=== EXERCISE MATERIALS ===

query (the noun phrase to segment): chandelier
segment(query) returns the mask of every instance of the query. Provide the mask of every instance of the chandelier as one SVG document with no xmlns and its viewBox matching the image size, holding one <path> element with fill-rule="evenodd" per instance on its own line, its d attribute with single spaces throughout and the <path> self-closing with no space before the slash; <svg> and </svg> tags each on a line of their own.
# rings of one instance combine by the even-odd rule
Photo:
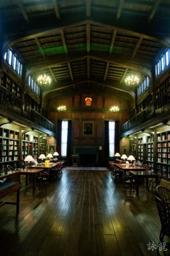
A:
<svg viewBox="0 0 170 256">
<path fill-rule="evenodd" d="M 48 86 L 50 84 L 51 79 L 49 76 L 44 74 L 38 76 L 37 81 L 40 86 Z"/>
<path fill-rule="evenodd" d="M 128 87 L 135 87 L 137 86 L 139 83 L 139 78 L 136 75 L 133 75 L 132 74 L 132 74 L 130 76 L 128 76 L 125 79 L 125 82 L 127 86 Z"/>
<path fill-rule="evenodd" d="M 66 110 L 66 107 L 65 105 L 60 105 L 59 107 L 58 107 L 58 110 L 59 111 L 65 111 Z"/>
<path fill-rule="evenodd" d="M 110 108 L 110 111 L 111 111 L 111 112 L 118 112 L 119 111 L 120 111 L 120 108 L 117 106 L 112 106 Z"/>
</svg>

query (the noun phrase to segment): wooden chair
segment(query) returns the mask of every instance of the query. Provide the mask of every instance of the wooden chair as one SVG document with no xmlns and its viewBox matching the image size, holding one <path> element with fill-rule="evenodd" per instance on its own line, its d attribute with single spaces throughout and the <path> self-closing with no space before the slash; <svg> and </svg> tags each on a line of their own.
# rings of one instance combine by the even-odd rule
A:
<svg viewBox="0 0 170 256">
<path fill-rule="evenodd" d="M 158 173 L 158 184 L 160 184 L 161 179 L 162 179 L 162 174 L 161 172 L 160 172 Z M 151 179 L 149 179 L 148 180 L 148 189 L 150 189 L 151 188 L 151 191 L 153 190 L 153 189 L 156 189 L 157 188 L 157 182 L 156 182 L 156 180 L 155 178 L 151 178 Z"/>
<path fill-rule="evenodd" d="M 135 191 L 136 188 L 136 180 L 134 175 L 130 175 L 129 174 L 125 175 L 123 183 L 124 191 L 127 192 L 127 190 L 130 191 L 130 192 L 132 191 L 133 191 L 133 192 Z"/>
<path fill-rule="evenodd" d="M 155 199 L 162 226 L 159 239 L 160 242 L 162 244 L 164 236 L 170 236 L 170 204 L 165 203 L 158 196 L 155 196 Z"/>
<path fill-rule="evenodd" d="M 164 203 L 170 204 L 170 190 L 163 186 L 157 187 L 157 194 Z"/>
</svg>

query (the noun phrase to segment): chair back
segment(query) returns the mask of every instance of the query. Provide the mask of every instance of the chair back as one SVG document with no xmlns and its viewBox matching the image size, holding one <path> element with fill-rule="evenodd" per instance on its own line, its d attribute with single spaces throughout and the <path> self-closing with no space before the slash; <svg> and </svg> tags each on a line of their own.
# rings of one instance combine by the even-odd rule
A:
<svg viewBox="0 0 170 256">
<path fill-rule="evenodd" d="M 164 202 L 170 204 L 170 190 L 159 185 L 157 187 L 157 193 Z"/>
<path fill-rule="evenodd" d="M 157 209 L 164 236 L 170 236 L 170 204 L 165 203 L 160 198 L 155 196 Z"/>
</svg>

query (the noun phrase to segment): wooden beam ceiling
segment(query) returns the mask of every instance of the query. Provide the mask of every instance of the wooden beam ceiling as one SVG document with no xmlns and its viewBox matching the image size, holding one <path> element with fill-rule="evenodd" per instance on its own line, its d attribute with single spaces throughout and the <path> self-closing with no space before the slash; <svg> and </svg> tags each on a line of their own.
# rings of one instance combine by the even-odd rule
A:
<svg viewBox="0 0 170 256">
<path fill-rule="evenodd" d="M 89 20 L 86 22 L 86 45 L 87 53 L 90 52 L 90 22 Z"/>
<path fill-rule="evenodd" d="M 69 69 L 69 72 L 70 72 L 70 74 L 71 79 L 72 81 L 73 81 L 73 72 L 72 72 L 72 70 L 71 64 L 70 64 L 70 62 L 68 62 L 67 64 L 68 64 L 68 69 Z"/>
<path fill-rule="evenodd" d="M 153 19 L 160 2 L 161 2 L 161 0 L 156 0 L 154 1 L 154 5 L 153 5 L 153 9 L 152 9 L 152 10 L 150 14 L 150 16 L 148 17 L 148 21 L 151 21 Z"/>
<path fill-rule="evenodd" d="M 88 79 L 90 78 L 90 58 L 87 58 L 87 74 L 88 74 Z"/>
<path fill-rule="evenodd" d="M 68 49 L 67 49 L 67 46 L 66 46 L 66 40 L 65 40 L 64 31 L 63 29 L 61 29 L 60 31 L 60 34 L 61 34 L 61 37 L 63 45 L 64 47 L 65 52 L 66 54 L 68 55 Z"/>
<path fill-rule="evenodd" d="M 141 45 L 141 42 L 143 41 L 143 37 L 140 37 L 139 38 L 139 40 L 137 41 L 137 44 L 136 44 L 136 45 L 135 47 L 135 49 L 134 49 L 134 50 L 133 51 L 133 53 L 132 53 L 132 59 L 133 59 L 135 57 L 135 54 L 136 54 L 136 53 L 137 53 L 137 51 L 138 51 L 138 49 L 139 49 L 139 47 Z"/>
<path fill-rule="evenodd" d="M 117 15 L 116 15 L 116 20 L 119 20 L 121 17 L 123 2 L 124 2 L 124 0 L 120 0 L 120 3 L 118 5 L 118 9 Z"/>
<path fill-rule="evenodd" d="M 108 72 L 108 69 L 109 69 L 109 63 L 107 62 L 105 66 L 105 72 L 104 72 L 104 81 L 106 80 L 107 78 L 107 72 Z"/>
<path fill-rule="evenodd" d="M 26 22 L 29 23 L 29 17 L 27 16 L 27 14 L 24 8 L 23 3 L 20 0 L 16 0 L 16 1 L 17 1 L 17 4 L 20 10 L 20 12 L 21 12 L 23 17 L 24 18 Z"/>
<path fill-rule="evenodd" d="M 110 48 L 109 48 L 109 55 L 111 54 L 112 51 L 114 44 L 115 42 L 116 36 L 116 33 L 117 33 L 117 30 L 114 29 L 112 32 L 112 40 L 111 40 L 111 45 L 110 45 Z"/>
<path fill-rule="evenodd" d="M 58 0 L 52 0 L 55 15 L 58 20 L 60 20 L 60 13 Z"/>
<path fill-rule="evenodd" d="M 87 17 L 91 16 L 91 0 L 86 0 L 86 15 Z"/>
</svg>

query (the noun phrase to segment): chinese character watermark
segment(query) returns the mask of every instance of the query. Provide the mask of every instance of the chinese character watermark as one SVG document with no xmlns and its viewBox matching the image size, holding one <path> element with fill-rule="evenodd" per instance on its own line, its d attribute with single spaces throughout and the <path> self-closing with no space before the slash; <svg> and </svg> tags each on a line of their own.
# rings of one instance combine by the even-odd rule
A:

===

- SHORT TASK -
Copy the records above from their start through the line that contains "48 86 L 50 84", both ends included, and leave the pictures out.

- WRITTEN REPLY -
query (the noun phrase to segment): chandelier
segment(query) returns the mask of every instance of the query. Provide the mask of every instance of the chandelier as one SVG document with no xmlns and its viewBox matching the image size, holding one <path> element with fill-rule="evenodd" per instance on its own line, its d attribute with single spaces throughout and the <path> self-closing with no space before the slash; <svg> and </svg> tags each on a line of their own.
# rings of one instance combine by the even-odd rule
Photo:
A:
<svg viewBox="0 0 170 256">
<path fill-rule="evenodd" d="M 48 86 L 50 84 L 51 79 L 49 76 L 44 74 L 38 76 L 37 81 L 40 86 Z"/>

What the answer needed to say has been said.